(DATA):

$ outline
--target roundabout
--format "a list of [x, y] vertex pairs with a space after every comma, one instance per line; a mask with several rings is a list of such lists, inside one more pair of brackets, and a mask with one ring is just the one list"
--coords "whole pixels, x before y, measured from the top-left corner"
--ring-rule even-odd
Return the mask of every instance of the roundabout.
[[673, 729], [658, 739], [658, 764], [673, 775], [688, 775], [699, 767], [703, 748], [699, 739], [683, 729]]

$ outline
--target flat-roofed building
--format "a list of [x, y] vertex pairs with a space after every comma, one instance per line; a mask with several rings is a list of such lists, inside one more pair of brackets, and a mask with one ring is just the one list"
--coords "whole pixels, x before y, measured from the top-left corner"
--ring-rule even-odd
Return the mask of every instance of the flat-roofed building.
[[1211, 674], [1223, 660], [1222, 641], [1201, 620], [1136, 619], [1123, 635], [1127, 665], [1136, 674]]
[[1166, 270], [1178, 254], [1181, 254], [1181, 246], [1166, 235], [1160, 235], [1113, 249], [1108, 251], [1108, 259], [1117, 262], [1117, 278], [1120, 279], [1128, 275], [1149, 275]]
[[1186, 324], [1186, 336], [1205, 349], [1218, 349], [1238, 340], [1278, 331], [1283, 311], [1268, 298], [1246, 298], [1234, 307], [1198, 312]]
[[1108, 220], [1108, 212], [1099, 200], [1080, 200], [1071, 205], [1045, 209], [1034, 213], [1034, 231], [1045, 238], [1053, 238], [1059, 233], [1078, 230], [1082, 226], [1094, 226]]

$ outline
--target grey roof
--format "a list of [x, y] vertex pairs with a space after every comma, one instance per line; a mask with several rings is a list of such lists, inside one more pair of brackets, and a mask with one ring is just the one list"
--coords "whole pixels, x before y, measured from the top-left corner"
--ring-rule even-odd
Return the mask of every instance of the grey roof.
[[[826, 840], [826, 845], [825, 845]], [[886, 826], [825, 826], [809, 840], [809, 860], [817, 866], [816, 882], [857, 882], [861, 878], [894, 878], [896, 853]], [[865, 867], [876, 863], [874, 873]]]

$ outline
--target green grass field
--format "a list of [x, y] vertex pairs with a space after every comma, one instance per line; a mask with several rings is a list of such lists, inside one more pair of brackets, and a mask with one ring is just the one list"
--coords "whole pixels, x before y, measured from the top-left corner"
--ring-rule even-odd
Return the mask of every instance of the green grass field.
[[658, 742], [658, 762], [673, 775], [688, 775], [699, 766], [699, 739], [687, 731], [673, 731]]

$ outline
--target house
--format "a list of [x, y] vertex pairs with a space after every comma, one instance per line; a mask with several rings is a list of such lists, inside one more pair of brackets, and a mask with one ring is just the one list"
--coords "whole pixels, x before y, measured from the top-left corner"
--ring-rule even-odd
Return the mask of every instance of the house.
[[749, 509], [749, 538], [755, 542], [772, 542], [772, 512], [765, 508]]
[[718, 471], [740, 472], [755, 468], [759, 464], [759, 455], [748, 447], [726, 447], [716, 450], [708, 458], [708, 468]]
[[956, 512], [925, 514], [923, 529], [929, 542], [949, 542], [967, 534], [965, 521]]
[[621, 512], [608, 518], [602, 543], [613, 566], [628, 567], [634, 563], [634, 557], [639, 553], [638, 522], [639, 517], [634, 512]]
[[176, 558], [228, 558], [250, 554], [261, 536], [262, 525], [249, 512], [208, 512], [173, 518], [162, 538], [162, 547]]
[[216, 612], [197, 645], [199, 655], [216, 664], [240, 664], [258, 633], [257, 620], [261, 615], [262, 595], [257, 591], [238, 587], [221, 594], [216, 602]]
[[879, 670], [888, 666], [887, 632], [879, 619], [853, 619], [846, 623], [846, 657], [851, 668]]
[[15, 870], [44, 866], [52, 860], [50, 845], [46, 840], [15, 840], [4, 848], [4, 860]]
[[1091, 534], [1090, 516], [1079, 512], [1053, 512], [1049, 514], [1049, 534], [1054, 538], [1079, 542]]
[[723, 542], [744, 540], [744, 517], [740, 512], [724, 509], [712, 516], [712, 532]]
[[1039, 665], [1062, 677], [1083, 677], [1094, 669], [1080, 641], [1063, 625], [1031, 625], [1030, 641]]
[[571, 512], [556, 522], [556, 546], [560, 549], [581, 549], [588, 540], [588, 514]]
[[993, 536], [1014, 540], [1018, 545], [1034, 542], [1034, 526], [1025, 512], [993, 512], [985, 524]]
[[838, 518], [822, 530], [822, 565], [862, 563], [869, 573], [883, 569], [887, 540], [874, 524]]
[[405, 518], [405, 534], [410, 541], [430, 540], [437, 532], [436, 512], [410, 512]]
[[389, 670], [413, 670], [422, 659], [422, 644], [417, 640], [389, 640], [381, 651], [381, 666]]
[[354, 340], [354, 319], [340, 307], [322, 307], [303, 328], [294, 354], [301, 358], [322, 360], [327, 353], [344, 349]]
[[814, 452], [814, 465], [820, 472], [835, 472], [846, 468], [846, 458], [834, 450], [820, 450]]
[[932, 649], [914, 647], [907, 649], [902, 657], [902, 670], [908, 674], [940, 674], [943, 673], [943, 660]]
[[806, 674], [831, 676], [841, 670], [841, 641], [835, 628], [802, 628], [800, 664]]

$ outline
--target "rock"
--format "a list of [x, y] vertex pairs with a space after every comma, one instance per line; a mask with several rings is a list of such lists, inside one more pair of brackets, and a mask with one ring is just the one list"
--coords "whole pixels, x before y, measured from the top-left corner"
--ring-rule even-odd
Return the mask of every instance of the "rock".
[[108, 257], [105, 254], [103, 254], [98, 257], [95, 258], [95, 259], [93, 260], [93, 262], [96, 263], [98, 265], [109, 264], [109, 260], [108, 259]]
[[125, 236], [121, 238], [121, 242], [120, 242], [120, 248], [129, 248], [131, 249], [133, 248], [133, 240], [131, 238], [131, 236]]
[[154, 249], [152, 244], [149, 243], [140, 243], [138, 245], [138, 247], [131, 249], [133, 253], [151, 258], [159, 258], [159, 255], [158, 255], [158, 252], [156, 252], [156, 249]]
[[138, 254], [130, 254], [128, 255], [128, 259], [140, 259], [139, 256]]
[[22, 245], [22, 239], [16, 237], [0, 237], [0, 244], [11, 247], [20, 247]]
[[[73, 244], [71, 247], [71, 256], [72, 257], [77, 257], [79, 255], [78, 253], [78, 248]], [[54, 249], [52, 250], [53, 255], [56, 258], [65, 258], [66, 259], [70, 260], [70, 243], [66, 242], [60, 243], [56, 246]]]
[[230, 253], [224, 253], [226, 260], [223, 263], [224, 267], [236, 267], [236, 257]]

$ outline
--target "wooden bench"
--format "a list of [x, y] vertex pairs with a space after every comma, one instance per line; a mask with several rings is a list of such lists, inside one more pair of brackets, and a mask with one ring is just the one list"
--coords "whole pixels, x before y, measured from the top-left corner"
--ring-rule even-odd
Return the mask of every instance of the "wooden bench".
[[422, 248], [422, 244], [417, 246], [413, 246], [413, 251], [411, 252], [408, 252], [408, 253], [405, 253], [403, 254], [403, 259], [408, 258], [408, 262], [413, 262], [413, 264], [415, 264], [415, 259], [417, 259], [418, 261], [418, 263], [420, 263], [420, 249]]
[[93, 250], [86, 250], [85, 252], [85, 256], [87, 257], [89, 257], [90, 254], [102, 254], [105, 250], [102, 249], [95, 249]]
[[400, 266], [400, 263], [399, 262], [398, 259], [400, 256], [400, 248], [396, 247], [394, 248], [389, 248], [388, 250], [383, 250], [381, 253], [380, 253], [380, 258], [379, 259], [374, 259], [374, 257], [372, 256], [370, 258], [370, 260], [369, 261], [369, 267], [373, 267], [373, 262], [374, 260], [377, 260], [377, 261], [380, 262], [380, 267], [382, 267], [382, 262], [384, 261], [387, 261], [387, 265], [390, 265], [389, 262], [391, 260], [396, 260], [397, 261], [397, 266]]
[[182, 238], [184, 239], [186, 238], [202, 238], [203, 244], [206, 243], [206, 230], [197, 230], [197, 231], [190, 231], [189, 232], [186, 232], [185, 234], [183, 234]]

(TASK OBJECTIVE): Reproduce verbatim the lines running from the start of the records through the line containing "739], [683, 729]]", both ends included.

(FINISHED TASK):
$ outline
--target roundabout
--format "a list of [x, y] vertex pairs with a space after every comma, one instance per line; a mask with several rings is a list of such lists, inside one more pair of brackets, and a mask with one ring is just the one list"
--coords "whole pixels, x before y, measured from the top-left corner"
--ring-rule even-odd
Return the mask of every instance of the roundabout.
[[673, 729], [658, 739], [658, 764], [673, 775], [688, 775], [699, 767], [703, 748], [699, 739], [683, 729]]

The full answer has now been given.